▸ **What you should do**
Return every one of the items below verbatim, changing nothing.

[Excerpts from pointing data]
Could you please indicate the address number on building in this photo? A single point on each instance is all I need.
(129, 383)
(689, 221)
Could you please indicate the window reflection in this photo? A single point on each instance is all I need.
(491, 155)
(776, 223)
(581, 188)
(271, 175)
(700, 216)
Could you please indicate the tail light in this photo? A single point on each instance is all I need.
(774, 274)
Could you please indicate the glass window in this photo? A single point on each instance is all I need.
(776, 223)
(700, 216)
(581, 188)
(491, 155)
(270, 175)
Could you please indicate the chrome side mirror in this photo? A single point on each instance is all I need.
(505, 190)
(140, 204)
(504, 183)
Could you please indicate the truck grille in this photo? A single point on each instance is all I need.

▸ **Solution to this problem**
Could you please indicate the address number on building in this photo? A single point on each instance is all I need.
(129, 383)
(689, 221)
Could you please indicate the window reflection in this photo? A single point on each instance is all I need.
(491, 155)
(776, 223)
(581, 188)
(271, 175)
(700, 216)
Could you please indicate the tail light in this photo? A single point on each instance is all I need.
(774, 274)
Could you please indicate the glass window in this photo? A single point on each instance is all I need.
(776, 223)
(700, 216)
(581, 188)
(491, 155)
(270, 175)
Could you please indicate the chrome side mirror in this photo? A single point on each instance is all I need.
(505, 190)
(140, 204)
(504, 183)
Could you please indicate the truck grille in this photo? A single point on each instance is all I need.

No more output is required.